[Opening SUPPLIED DATA section]

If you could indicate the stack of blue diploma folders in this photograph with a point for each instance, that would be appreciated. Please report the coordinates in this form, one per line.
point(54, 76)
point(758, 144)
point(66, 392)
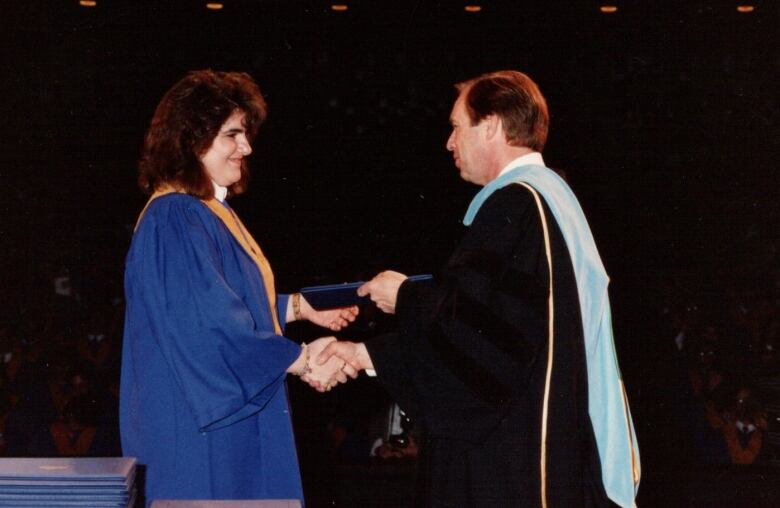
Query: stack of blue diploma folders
point(78, 482)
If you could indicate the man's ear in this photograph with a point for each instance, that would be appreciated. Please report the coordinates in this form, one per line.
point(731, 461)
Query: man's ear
point(494, 127)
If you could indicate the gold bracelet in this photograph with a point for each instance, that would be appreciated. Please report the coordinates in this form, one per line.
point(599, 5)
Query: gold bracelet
point(306, 368)
point(297, 306)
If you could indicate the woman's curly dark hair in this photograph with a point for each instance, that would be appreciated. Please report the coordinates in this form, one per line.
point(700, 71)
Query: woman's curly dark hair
point(185, 124)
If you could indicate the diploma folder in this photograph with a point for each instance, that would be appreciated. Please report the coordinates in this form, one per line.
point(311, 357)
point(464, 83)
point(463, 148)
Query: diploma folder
point(334, 296)
point(67, 482)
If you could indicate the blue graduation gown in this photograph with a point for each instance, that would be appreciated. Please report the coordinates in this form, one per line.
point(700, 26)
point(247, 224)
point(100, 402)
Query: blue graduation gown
point(203, 403)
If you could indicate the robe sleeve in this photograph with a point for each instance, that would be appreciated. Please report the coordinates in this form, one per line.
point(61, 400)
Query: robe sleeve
point(485, 321)
point(281, 309)
point(225, 366)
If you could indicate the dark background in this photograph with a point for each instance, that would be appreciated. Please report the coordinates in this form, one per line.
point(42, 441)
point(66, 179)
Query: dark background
point(664, 119)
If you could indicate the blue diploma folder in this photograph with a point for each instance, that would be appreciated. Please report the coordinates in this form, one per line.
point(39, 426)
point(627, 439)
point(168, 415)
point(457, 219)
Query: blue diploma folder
point(333, 296)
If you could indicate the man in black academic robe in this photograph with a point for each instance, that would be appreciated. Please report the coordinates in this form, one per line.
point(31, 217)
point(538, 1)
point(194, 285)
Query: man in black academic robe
point(490, 363)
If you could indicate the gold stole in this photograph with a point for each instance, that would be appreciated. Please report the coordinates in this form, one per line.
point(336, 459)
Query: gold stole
point(242, 236)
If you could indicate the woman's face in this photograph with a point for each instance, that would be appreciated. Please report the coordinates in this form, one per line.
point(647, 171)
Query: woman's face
point(223, 160)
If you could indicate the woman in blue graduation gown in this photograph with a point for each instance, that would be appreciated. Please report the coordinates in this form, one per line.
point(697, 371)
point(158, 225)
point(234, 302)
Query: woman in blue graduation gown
point(203, 404)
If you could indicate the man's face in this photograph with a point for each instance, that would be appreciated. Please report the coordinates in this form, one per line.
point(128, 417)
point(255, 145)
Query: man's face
point(467, 144)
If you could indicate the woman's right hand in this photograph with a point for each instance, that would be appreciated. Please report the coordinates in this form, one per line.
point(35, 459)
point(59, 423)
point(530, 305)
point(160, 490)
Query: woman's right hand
point(323, 377)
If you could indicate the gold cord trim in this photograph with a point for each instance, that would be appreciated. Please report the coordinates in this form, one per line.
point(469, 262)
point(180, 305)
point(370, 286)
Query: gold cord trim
point(244, 239)
point(548, 376)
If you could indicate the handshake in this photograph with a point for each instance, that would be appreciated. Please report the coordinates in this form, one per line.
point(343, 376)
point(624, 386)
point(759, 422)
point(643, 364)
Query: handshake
point(327, 362)
point(330, 362)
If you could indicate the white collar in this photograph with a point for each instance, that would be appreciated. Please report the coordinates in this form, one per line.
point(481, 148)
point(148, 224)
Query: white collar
point(220, 193)
point(533, 158)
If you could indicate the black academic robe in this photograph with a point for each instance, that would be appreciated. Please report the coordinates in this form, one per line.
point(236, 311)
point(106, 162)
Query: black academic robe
point(469, 361)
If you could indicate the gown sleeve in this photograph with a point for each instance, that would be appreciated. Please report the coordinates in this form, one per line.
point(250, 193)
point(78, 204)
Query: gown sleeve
point(225, 365)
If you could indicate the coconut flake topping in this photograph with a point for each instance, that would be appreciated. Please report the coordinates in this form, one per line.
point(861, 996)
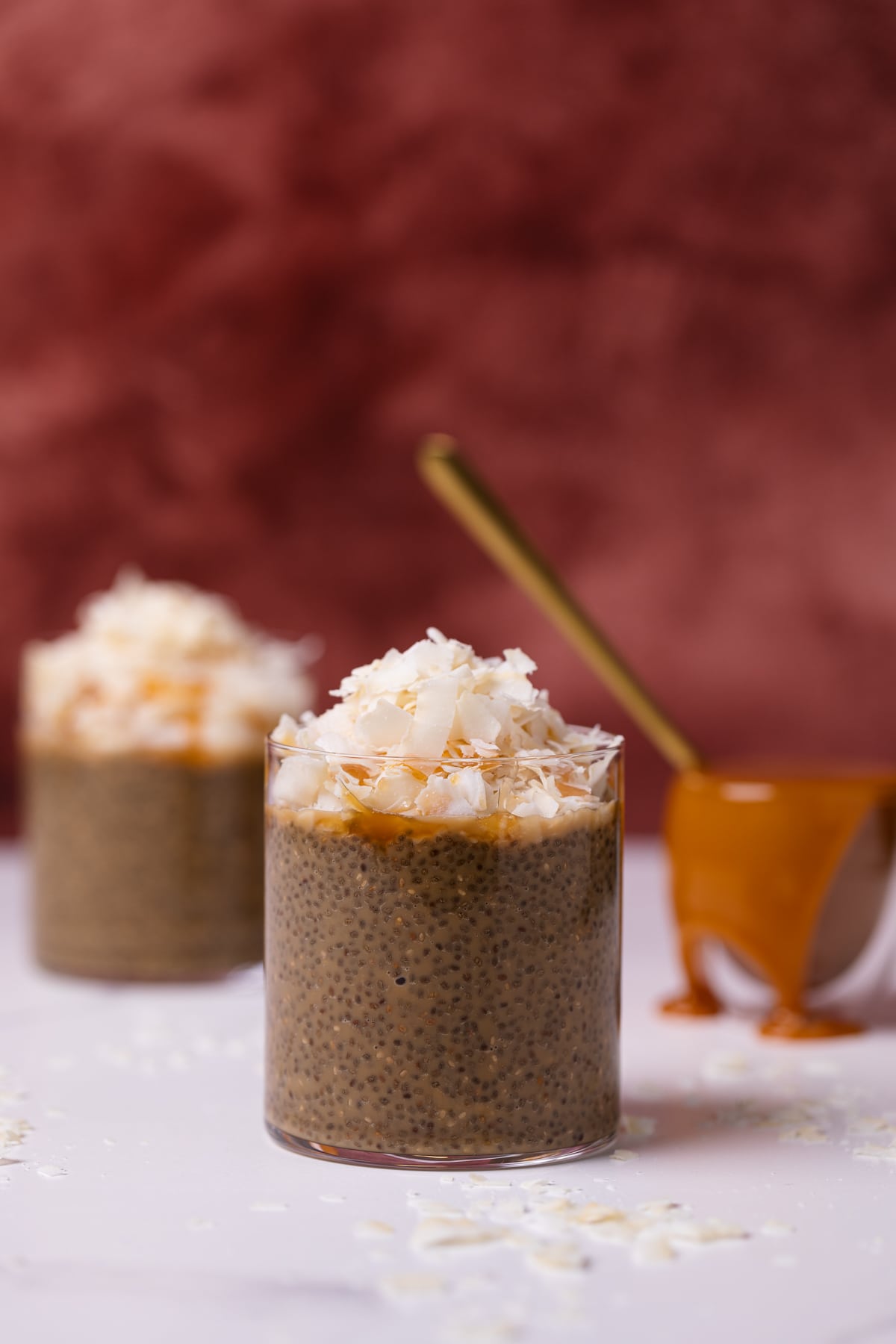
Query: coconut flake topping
point(161, 667)
point(437, 732)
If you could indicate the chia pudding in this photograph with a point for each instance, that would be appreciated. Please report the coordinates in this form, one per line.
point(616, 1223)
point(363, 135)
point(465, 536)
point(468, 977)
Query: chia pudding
point(442, 932)
point(143, 759)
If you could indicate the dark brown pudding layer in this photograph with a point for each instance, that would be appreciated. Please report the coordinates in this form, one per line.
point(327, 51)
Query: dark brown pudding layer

[Closing SUPPLIED DATA section]

● **REQUIREMENT**: Your copy should match the records word for word, with the pictures removed.

● **ANSWER TO THIS PROBLEM**:
If you could indicate the stack of blue diploma folders in this photograph with a point for each instance, that would be appreciated. Please report the coordinates in this form, one per line.
point(54, 76)
point(758, 144)
point(66, 392)
Query: stack of blue diploma folders
point(78, 482)
If you could indicate the man's ear in this photograph with a point for each instance, that would be appreciated. Please report the coordinates in this form, one per line.
point(731, 461)
Query: man's ear
point(494, 127)
If you could indicate the gold bracelet in this photograph with a point for each instance, that would be appreciated. Please report the coordinates in this form, one per line.
point(599, 5)
Query: gold bracelet
point(306, 368)
point(297, 306)
If you could indicate the woman's curly dark hair in this photograph with a point for each instance, that would be appreciated. Please report the coordinates in this form, one per line.
point(700, 71)
Query: woman's curly dark hair
point(185, 124)
If you could indicate the diploma folder in this photograph with a point for each instance, that would be appreciated. Please report the coordinates in this form, one per line.
point(311, 357)
point(464, 83)
point(463, 148)
Query: diploma folder
point(334, 296)
point(67, 482)
If you could indicate the blue graduation gown in this photograph with a point for each instance, that would be appreciated. Please report the coordinates in this form, one per line.
point(700, 26)
point(247, 224)
point(100, 402)
Query: blue graduation gown
point(203, 403)
If you could indicate the robe sleeve in this photograph with a point for each instance, that would be appreciated. Please report the coordinates in this form, one per line.
point(61, 400)
Query: robe sleeve
point(485, 321)
point(281, 309)
point(225, 366)
If you could indicate the dark background in this photograph with a point for each instance, that would be appreciated. Please report the coordinates in this form, one per line.
point(42, 441)
point(66, 179)
Query: dark background
point(664, 119)
If you could indicate the blue diploma folder in this photograph with a point for each instance, that would be appreciated. Please report the coordinates in this form, one per line.
point(39, 426)
point(627, 439)
point(168, 415)
point(457, 219)
Query: blue diploma folder
point(333, 296)
If you could indicate the man in black academic robe in this photograph with a point for each instance, that would be appreciated. Please report the coordinates in this form, one per line.
point(31, 217)
point(538, 1)
point(194, 285)
Query: man in black academic robe
point(490, 363)
If you could indicate the gold stole in this photograph with a point for each instance, that would be appreciated. Please report the coordinates in this form, one per line.
point(336, 459)
Query: gold stole
point(242, 236)
If you could indicate the woman's face in this photograph with a point for each instance, that would be appreciated. Please report the coordinates in this form, one per line.
point(647, 171)
Query: woman's face
point(223, 160)
If you could indicate the woman in blue graduation gown in this photograph with a point for each instance, that would be appreciated. Please report the coordinates in this form, one per line.
point(697, 371)
point(158, 225)
point(234, 302)
Query: woman in blue graduation gown
point(203, 404)
If you could indicate the man's face in this photograph with a point for each instance, that would be appreciated. Please report the coordinates in this form, one per line.
point(128, 417)
point(255, 145)
Query: man's face
point(467, 144)
If you could indicate the woman's right hand in this photograph with a point for each instance, that would be appreciated. Please report the coordinates in this form, one per line.
point(35, 459)
point(59, 423)
point(530, 305)
point(160, 490)
Query: woman's right hand
point(323, 377)
If you could indicate the gold cord trim in this photograph with a point for each instance, that would be appreciated. Please report the coordinates in this form, one per line.
point(469, 262)
point(180, 305)
point(370, 286)
Query: gold cord trim
point(244, 239)
point(548, 376)
If you could indicate the handshake in this photograph with a point for each instance, that would be appreciated. Please report the coordinates in this form, one per line.
point(343, 376)
point(624, 386)
point(759, 422)
point(643, 364)
Query: handshake
point(327, 362)
point(330, 362)
If you could indicate the white collar in this photograph with a point for each instance, that would be appreciated. Please report the coordinates in this form, one per line.
point(481, 148)
point(148, 224)
Query: white collar
point(220, 193)
point(533, 158)
If you could indicate the black academic robe in this photograph with a point for each instance, that would be appreciated. Please report the coordinates in this form, one per line.
point(236, 311)
point(106, 162)
Query: black academic robe
point(469, 361)
If you could indicate the gown sleeve in this photograph with a point for each instance, that would be appreciated. Please report the coordinates in this form, one per line.
point(250, 193)
point(78, 204)
Query: gown sleeve
point(225, 365)
If you could indicate the coconut flake topping in this photograph with a point for each instance, that would be appreciated. Please report the coordinates in this form, one per line.
point(861, 996)
Query: coconut flake topping
point(161, 667)
point(437, 732)
If you could indicate the chia pudding in this photograph with a point for each instance, that would be appreciated. Please report the coordinates in this form, one per line.
point(616, 1223)
point(363, 135)
point(465, 536)
point(468, 977)
Query: chia pudding
point(442, 932)
point(143, 759)
If you could indicate the dark brown pudding layer in this photograph with a point for each instance, that would be appreciated. Please report the coordinates in this form, one per line.
point(327, 51)
Query: dark brown pudding layer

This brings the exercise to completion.